DETTAGLI ESERCIZIO: Puoi aggiornare tutte le righe sostituendo "negative clicks" con "clic negativi" e lasciando invariato tutto il resto?

══ DATI DA ELABORARE ══

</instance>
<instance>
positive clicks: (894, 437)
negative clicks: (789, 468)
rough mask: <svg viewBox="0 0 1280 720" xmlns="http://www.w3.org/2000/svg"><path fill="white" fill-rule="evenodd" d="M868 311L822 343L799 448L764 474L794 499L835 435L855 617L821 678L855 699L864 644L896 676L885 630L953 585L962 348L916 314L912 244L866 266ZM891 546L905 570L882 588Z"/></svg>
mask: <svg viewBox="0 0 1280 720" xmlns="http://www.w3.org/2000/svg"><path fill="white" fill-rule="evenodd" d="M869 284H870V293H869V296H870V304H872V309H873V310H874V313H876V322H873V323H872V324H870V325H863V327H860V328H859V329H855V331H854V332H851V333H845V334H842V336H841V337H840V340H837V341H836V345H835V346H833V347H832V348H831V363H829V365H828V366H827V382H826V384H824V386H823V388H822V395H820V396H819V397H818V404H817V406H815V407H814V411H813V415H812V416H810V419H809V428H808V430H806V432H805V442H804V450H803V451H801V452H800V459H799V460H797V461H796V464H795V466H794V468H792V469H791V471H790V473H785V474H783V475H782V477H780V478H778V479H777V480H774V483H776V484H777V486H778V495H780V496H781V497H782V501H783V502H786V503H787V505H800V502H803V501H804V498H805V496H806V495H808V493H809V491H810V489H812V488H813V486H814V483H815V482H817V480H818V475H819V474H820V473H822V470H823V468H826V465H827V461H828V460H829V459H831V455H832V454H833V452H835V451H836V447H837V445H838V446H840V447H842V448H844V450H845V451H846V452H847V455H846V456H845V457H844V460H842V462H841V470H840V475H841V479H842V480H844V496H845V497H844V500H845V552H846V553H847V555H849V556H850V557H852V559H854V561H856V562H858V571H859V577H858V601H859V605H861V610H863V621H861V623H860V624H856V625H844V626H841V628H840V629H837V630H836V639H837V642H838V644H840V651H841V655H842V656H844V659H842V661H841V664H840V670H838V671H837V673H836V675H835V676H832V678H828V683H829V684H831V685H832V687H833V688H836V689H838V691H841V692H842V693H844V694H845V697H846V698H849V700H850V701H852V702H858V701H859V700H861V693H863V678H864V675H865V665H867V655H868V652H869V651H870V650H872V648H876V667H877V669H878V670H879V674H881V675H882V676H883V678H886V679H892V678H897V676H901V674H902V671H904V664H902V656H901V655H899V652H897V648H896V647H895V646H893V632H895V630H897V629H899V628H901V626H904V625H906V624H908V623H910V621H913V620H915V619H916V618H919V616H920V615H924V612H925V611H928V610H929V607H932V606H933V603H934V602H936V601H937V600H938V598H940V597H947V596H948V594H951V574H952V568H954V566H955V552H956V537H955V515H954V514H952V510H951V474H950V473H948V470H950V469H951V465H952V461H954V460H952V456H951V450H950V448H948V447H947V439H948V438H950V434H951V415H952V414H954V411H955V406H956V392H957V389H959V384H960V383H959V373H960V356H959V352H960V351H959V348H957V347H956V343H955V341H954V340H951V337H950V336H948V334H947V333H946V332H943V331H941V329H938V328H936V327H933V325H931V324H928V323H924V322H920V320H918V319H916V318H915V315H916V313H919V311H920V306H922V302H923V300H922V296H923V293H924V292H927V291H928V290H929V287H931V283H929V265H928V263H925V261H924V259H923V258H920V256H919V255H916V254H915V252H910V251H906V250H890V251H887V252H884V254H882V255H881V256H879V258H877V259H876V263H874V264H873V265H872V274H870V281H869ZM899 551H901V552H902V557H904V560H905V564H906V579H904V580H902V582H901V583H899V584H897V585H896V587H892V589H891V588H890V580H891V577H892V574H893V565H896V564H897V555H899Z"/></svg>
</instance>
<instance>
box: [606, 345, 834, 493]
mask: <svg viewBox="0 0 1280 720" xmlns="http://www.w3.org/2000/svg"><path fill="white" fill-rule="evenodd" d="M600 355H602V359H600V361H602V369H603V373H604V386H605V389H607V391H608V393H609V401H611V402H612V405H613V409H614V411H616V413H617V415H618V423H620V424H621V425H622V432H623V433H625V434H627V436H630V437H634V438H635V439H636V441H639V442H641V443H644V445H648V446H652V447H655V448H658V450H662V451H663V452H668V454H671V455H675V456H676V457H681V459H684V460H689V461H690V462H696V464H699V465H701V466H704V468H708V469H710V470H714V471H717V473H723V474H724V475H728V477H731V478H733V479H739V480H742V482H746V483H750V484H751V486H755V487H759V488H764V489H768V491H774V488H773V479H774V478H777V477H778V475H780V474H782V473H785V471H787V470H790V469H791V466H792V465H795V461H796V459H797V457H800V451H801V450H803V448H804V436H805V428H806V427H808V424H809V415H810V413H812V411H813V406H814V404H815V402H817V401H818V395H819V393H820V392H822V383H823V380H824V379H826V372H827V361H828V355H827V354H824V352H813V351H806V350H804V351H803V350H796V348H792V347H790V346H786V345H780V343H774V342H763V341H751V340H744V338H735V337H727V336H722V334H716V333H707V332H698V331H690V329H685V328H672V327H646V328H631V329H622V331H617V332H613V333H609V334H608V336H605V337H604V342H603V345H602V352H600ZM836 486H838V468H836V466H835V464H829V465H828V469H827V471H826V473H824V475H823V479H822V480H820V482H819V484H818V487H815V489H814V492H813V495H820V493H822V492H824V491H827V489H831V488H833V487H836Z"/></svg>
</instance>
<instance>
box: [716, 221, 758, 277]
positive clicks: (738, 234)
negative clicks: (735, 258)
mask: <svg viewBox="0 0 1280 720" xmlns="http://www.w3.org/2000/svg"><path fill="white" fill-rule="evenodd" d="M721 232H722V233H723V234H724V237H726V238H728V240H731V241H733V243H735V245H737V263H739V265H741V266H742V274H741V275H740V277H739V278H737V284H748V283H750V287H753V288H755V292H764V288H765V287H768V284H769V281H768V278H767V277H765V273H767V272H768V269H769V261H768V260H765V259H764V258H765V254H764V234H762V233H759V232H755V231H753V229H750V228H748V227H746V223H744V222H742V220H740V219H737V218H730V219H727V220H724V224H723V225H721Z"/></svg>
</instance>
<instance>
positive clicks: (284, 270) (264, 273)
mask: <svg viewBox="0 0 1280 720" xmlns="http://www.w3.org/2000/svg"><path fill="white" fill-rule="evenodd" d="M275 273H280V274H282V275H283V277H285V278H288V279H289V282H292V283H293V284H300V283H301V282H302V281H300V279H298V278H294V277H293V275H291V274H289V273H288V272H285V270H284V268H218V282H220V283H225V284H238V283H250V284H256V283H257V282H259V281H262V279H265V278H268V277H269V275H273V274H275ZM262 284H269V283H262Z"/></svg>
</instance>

═══

RISPOSTA:
</instance>
<instance>
positive clicks: (894, 437)
clic negativi: (789, 468)
rough mask: <svg viewBox="0 0 1280 720" xmlns="http://www.w3.org/2000/svg"><path fill="white" fill-rule="evenodd" d="M868 311L822 343L799 448L764 474L794 499L835 435L855 617L821 678L855 699L864 644L896 676L885 630L953 585L962 348L916 314L912 244L866 266ZM891 546L905 570L882 588Z"/></svg>
mask: <svg viewBox="0 0 1280 720" xmlns="http://www.w3.org/2000/svg"><path fill="white" fill-rule="evenodd" d="M869 284H870V293H869V296H870V304H872V309H873V310H874V313H876V322H873V323H872V324H870V325H863V327H860V328H859V329H855V331H854V332H851V333H845V334H842V336H841V337H840V340H837V341H836V345H835V346H833V347H832V348H831V363H829V365H828V366H827V382H826V384H824V386H823V388H822V395H820V396H819V397H818V404H817V406H815V407H814V411H813V415H812V416H810V419H809V428H808V430H806V432H805V442H804V450H803V451H801V452H800V459H799V460H797V461H796V464H795V466H794V468H792V469H791V471H790V473H785V474H783V475H782V477H780V478H778V479H777V480H774V483H776V484H777V486H778V495H780V496H781V497H782V501H783V502H786V503H787V505H800V502H803V501H804V498H805V496H806V495H808V493H809V491H810V489H812V488H813V486H814V483H815V482H817V480H818V475H819V474H820V473H822V470H823V468H826V465H827V461H828V460H829V459H831V455H832V454H833V452H835V451H836V447H837V445H838V446H840V447H842V448H844V450H845V451H846V452H847V455H846V456H845V457H844V460H842V462H841V470H840V475H841V479H842V480H844V496H845V497H844V500H845V552H846V553H847V555H849V556H850V557H852V559H854V561H856V562H858V571H859V577H858V601H859V605H861V610H863V621H861V623H860V624H856V625H844V626H841V628H840V629H837V630H836V639H837V642H838V644H840V651H841V655H842V656H844V659H842V661H841V664H840V670H838V671H837V673H836V675H835V676H832V678H828V683H829V684H831V685H832V687H833V688H836V689H838V691H841V692H842V693H844V694H845V697H846V698H849V700H850V701H852V702H858V701H859V700H861V693H863V678H864V675H865V665H867V655H868V652H869V651H870V650H872V648H876V667H877V669H878V670H879V674H881V675H882V676H883V678H886V679H892V678H897V676H901V674H902V671H904V664H902V656H901V655H899V652H897V648H896V647H895V646H893V632H895V630H897V629H899V628H901V626H904V625H906V624H908V623H910V621H913V620H915V619H916V618H919V616H920V615H924V612H925V611H928V610H929V607H932V606H933V603H934V602H936V601H937V600H938V598H940V597H947V596H948V594H951V574H952V568H954V566H955V552H956V537H955V515H954V514H952V510H951V474H950V473H948V470H950V469H951V465H952V461H954V460H952V456H951V450H950V448H948V447H947V439H948V438H950V434H951V415H952V414H954V411H955V406H956V392H957V389H959V384H960V383H959V373H960V356H959V352H960V351H959V348H957V347H956V343H955V341H954V340H951V337H950V336H948V334H947V333H946V332H943V331H941V329H938V328H936V327H933V325H931V324H928V323H924V322H920V320H918V319H916V318H915V315H916V313H919V311H920V306H922V302H923V300H922V296H923V293H924V292H927V291H928V290H929V287H931V283H929V265H928V263H925V261H924V259H923V258H920V256H919V255H916V254H915V252H910V251H906V250H890V251H887V252H884V254H882V255H881V256H879V258H877V259H876V263H874V264H873V265H872V274H870V281H869ZM899 551H901V552H902V557H904V560H905V564H906V579H904V580H902V582H901V583H899V584H897V585H896V587H892V589H891V588H890V580H891V577H892V574H893V565H896V564H897V555H899Z"/></svg>
</instance>
<instance>
box: [606, 345, 834, 493]
mask: <svg viewBox="0 0 1280 720" xmlns="http://www.w3.org/2000/svg"><path fill="white" fill-rule="evenodd" d="M600 355H602V359H600V361H602V369H603V373H604V386H605V389H607V391H608V393H609V401H611V402H612V405H613V409H614V411H616V413H617V415H618V423H620V424H621V425H622V432H623V433H625V434H627V436H630V437H634V438H635V439H636V441H639V442H641V443H644V445H648V446H652V447H655V448H658V450H662V451H663V452H668V454H671V455H675V456H676V457H681V459H684V460H689V461H690V462H696V464H699V465H701V466H704V468H708V469H710V470H714V471H717V473H723V474H724V475H728V477H731V478H733V479H739V480H742V482H746V483H750V484H751V486H755V487H759V488H764V489H768V491H774V488H773V479H774V478H777V477H778V475H780V474H782V473H785V471H787V470H790V469H791V466H792V465H795V461H796V459H797V457H800V451H801V450H803V448H804V436H805V428H806V427H808V424H809V415H810V413H812V411H813V406H814V404H815V402H817V401H818V395H819V393H820V392H822V383H823V380H824V379H826V372H827V361H828V355H827V354H824V352H813V351H806V350H804V351H803V350H796V348H792V347H790V346H786V345H780V343H774V342H763V341H751V340H744V338H735V337H727V336H722V334H716V333H707V332H698V331H690V329H685V328H672V327H646V328H631V329H622V331H617V332H613V333H609V334H608V336H605V337H604V342H603V345H602V352H600ZM836 486H838V468H836V466H835V464H829V465H828V469H827V471H826V473H824V475H823V479H822V480H820V482H819V484H818V487H815V489H814V492H813V495H820V493H822V492H824V491H827V489H831V488H833V487H836Z"/></svg>
</instance>
<instance>
box: [716, 221, 758, 277]
positive clicks: (738, 234)
clic negativi: (735, 258)
mask: <svg viewBox="0 0 1280 720" xmlns="http://www.w3.org/2000/svg"><path fill="white" fill-rule="evenodd" d="M721 232H722V233H723V234H724V237H726V238H728V240H731V241H733V243H735V245H737V263H739V265H741V266H742V274H741V275H740V277H739V278H737V284H748V283H750V287H753V288H755V292H764V288H765V287H768V284H769V281H768V278H767V277H765V273H767V272H768V269H769V261H768V260H765V259H764V258H765V254H764V234H762V233H759V232H755V231H753V229H750V228H748V227H746V223H744V222H742V220H740V219H737V218H730V219H727V220H724V224H723V225H721Z"/></svg>
</instance>
<instance>
positive clicks: (284, 270) (264, 273)
mask: <svg viewBox="0 0 1280 720" xmlns="http://www.w3.org/2000/svg"><path fill="white" fill-rule="evenodd" d="M275 273H280V274H282V275H283V277H285V278H288V279H289V282H292V283H293V284H300V283H301V282H302V281H300V279H298V278H294V277H293V275H291V274H289V273H288V272H285V270H284V268H218V282H220V283H225V284H238V283H250V284H256V283H257V282H259V281H262V279H265V278H268V277H269V275H273V274H275ZM262 284H269V283H262Z"/></svg>
</instance>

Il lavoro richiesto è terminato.